Task to complete: Reproduce the following listing word for word, with no changes.

Available records:

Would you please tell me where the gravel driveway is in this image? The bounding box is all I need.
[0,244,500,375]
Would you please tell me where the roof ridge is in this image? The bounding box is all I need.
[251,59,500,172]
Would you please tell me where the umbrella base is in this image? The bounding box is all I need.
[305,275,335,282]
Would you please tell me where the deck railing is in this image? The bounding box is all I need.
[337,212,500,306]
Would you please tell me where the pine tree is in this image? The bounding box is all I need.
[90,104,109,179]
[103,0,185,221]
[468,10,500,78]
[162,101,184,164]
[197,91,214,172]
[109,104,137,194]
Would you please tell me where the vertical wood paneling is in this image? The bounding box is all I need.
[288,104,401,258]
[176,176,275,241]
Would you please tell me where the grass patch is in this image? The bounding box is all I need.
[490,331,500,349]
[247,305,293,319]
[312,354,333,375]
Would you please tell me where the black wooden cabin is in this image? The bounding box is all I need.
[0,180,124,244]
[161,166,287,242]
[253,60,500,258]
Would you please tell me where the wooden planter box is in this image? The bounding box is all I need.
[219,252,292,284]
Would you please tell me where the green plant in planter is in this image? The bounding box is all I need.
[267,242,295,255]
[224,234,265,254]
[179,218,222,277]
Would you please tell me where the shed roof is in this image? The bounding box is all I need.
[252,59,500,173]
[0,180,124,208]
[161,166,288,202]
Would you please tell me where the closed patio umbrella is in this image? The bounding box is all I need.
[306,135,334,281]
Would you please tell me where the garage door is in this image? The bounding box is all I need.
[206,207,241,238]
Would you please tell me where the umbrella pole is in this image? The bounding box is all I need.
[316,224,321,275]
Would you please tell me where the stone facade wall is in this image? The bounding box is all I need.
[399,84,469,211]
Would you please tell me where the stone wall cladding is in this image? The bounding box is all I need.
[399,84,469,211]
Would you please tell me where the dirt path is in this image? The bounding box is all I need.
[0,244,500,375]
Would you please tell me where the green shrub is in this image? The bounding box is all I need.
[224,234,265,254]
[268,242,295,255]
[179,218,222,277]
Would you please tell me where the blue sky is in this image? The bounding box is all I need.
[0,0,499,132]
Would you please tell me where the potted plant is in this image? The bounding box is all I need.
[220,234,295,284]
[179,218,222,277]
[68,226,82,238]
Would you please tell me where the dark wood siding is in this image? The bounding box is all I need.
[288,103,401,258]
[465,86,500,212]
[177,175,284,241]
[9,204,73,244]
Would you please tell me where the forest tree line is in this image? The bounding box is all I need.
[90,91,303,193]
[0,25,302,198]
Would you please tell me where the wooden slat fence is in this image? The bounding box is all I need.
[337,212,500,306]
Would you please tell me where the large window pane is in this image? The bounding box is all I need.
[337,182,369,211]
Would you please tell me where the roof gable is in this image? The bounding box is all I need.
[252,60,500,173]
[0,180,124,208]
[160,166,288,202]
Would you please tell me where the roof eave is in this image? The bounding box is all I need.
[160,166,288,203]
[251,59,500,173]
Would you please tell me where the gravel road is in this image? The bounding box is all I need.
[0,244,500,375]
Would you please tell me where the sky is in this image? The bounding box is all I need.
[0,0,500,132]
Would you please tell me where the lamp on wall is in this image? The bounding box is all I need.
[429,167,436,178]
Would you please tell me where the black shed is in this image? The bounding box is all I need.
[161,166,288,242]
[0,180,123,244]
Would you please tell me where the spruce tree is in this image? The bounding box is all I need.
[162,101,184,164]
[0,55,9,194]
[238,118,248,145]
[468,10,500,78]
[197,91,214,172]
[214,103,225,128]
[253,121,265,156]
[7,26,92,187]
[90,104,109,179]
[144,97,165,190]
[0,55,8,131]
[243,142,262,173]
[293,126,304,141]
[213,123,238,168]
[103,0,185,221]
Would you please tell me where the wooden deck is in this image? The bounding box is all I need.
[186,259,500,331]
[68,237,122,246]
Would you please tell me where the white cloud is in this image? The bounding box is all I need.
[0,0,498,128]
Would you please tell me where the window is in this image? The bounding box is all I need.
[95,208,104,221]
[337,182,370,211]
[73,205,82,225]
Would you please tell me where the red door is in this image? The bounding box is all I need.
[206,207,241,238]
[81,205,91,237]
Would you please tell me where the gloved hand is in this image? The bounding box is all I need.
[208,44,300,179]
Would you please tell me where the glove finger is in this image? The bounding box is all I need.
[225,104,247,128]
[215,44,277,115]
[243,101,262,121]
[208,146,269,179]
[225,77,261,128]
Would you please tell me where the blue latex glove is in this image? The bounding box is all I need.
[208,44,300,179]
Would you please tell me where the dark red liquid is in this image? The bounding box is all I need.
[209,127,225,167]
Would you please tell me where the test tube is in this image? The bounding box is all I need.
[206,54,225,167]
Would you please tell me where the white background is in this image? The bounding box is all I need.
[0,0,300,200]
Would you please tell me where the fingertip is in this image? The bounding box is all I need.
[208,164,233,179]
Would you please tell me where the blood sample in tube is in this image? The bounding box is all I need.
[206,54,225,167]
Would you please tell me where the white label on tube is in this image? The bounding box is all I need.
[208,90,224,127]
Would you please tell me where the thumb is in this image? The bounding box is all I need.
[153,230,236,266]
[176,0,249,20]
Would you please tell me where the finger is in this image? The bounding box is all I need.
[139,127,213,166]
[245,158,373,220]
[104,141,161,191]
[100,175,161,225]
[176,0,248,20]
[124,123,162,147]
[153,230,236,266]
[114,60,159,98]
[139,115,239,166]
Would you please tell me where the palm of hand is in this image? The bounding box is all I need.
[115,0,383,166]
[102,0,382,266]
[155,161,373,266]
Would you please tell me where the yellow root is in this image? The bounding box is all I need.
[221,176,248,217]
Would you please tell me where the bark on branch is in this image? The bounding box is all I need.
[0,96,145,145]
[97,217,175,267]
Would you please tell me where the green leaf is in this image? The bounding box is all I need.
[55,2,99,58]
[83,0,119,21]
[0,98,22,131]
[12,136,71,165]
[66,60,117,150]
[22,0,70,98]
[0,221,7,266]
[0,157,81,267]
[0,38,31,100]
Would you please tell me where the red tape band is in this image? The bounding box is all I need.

Solution to this task:
Would you please tell me where the gravel driveway is in this image? The bounding box is all I need.
[0,244,500,375]
Would you please tell me where the roof ridge is in this image? The bounding box is all I need.
[251,59,500,172]
Would you please tell me where the umbrella base is in this image? The bounding box is all I need.
[305,275,335,282]
Would you please tell me where the deck railing is in this image? The bounding box is all I need.
[337,212,500,306]
Would you please tell me where the pine tree is in this image? The bounding box is all I need.
[90,104,109,179]
[103,0,185,221]
[468,10,500,78]
[162,101,184,164]
[197,91,214,172]
[109,104,137,194]
Would you please tell me where the vertical wood paneling is in this image? The bounding box is all I need.
[288,104,401,258]
[176,176,275,241]
Would you please tell me where the grass patch is in this image? The bounding box is all I need.
[490,331,500,349]
[247,305,293,319]
[312,354,333,375]
Would you please tell me where the black wooden cabin is in this image? The bounding box is all I need.
[0,180,124,244]
[161,166,287,242]
[253,60,500,258]
Would you please tell me where the wooden planter box is in this image? The bounding box is all I need.
[219,252,292,284]
Would you please tell me where the green plant in planter is in this image? The bounding box is all I need.
[267,242,295,255]
[224,234,265,254]
[179,218,222,277]
Would you please tell me where the shed roof is in this image? The bounding box is all I need.
[252,59,500,173]
[0,180,124,208]
[161,166,288,202]
Would you please tell me where the closed patio umbrella is in this image? The bounding box is all I need.
[306,135,334,281]
Would you please tell me where the garage door is in this image? The bounding box is all I need.
[206,207,241,238]
Would you please tell me where the umbrella pole is in this image? The bounding box is all I need.
[316,224,321,275]
Would you please tell me where the stone facade wall is in this image? The bounding box is all I need.
[399,84,469,211]
Would you please tell me where the stone wall cladding is in this image? The bounding box is all I need.
[399,84,469,211]
Would you please tell me where the dirt path is in this image? The bounding box is all I need.
[0,244,500,375]
Would you please tell me where the green shrub is in this image? The bounding box is all I need.
[224,234,265,254]
[268,242,295,255]
[179,218,222,277]
Would you please tell me where the blue sky is in this image? The bounding box is all I need.
[0,0,499,132]
Would you please tell me where the potted plant is in this image? The bounding box is all I need.
[220,234,295,284]
[179,218,222,277]
[68,226,82,238]
Would you please tell me where the dark wood siding is in this image? The bounding box is all I need.
[288,103,401,258]
[465,86,500,212]
[177,175,284,241]
[9,204,73,244]
Would you please tell me where the forest tree line is in this image? The bounding box is all I need.
[90,91,303,193]
[0,25,302,198]
Would you please tell me where the wooden slat fence is in this image? The bounding box is all I need.
[337,212,500,306]
Would you please tell me where the large window pane is in this image? The bounding box is all I need.
[337,182,369,211]
Would you please tell me where the roof gable is in this image? The bounding box is all I need.
[252,60,500,173]
[0,180,124,208]
[160,166,288,202]
Would you please tell me where the roof eave is in this image? The bounding box is all I need.
[160,166,288,203]
[251,59,500,173]
Would you please tell me where the gravel road is in this image? The bounding box is all I need.
[0,244,500,375]
Would you please tell me where the sky is in this image? The bounding box is all I need.
[0,0,500,132]
Would you please tell me where the lamp on wall is in this image? The bounding box is all I need.
[429,167,436,178]
Would you please tell me where the black shed is in this image? The bounding box is all I need.
[161,166,288,242]
[0,180,123,244]
Would you please tell me where the spruce tree is in this image? The bounding box is all I need.
[162,101,184,164]
[0,55,9,194]
[238,118,248,145]
[468,10,500,78]
[197,91,214,172]
[214,103,225,128]
[253,121,265,156]
[7,26,92,187]
[90,104,109,179]
[144,97,165,190]
[0,55,8,131]
[243,142,262,173]
[293,126,304,141]
[213,123,238,168]
[103,0,185,221]
Would you please tell me where the wooden deck is in this image? The bounding box is all I need.
[186,259,500,331]
[68,237,122,246]
Would you please tell me where the white cloud is in this image? The bounding box is all I need.
[0,0,498,128]
Would you please tell me where the window is in this image? The bounding box is all I need.
[95,208,104,221]
[337,182,370,211]
[73,205,82,225]
Would you please tell me where the red door is in this image? The bounding box is all I need.
[206,207,241,238]
[81,205,91,237]
Would you please tell me where the gloved hand is in this image? The bounding box is all I need.
[208,44,300,179]
Would you please tell me where the glove finger is in this image? The bounding box is all I need.
[225,104,247,128]
[215,44,277,115]
[243,101,262,121]
[208,146,269,179]
[225,77,261,128]
Would you please tell me where the blue latex glove is in this image? The bounding box is all I need.
[208,44,300,179]
Would you please tell me where the dark red liquid is in this image? The bounding box is all I need.
[209,127,225,167]
Would you please tell me where the test tube is in this image? The bounding box is all I need.
[206,54,225,167]
Would you please tell me where the white background is in this image? The bounding box is all I need.
[0,0,300,200]
Would you please tell me where the fingertip is in this image? The bounding box is all I need.
[208,164,233,179]
Would you please tell me where the blood sample in tube is in this image? The bounding box is all I need.
[206,54,225,167]
Would you please tell me where the white label on tube is in this image? The bounding box is all I need.
[208,90,224,127]
Would you please tell me where the thumb is in this image? The bounding box is all I need.
[153,230,236,266]
[176,0,249,20]
Would you please tell me where the finger is in this image? The bounding box is all I need.
[139,127,213,166]
[245,158,373,220]
[104,141,161,191]
[100,175,161,225]
[176,0,248,20]
[124,123,162,147]
[153,230,236,266]
[114,60,159,98]
[139,115,239,166]
Would you please tell me where the palm of hand is in this image? The bounding box is all I need.
[115,0,383,166]
[102,0,382,266]
[155,161,373,266]
Would you please tell me where the yellow root is in this image? The bounding box is all I need.
[221,176,248,217]
Would you please tell me where the bark on branch is in this image? The bounding box is all I need.
[0,96,145,145]
[97,217,175,267]
Would you please tell me where the green leaf is in this image? The bounding box is all I need.
[55,2,99,58]
[83,0,119,21]
[0,98,22,131]
[12,136,71,165]
[66,60,117,150]
[22,0,70,98]
[0,221,7,266]
[0,157,81,267]
[0,38,31,100]
Would you please tell me where the red tape band is in this image? The bounding box is all I need.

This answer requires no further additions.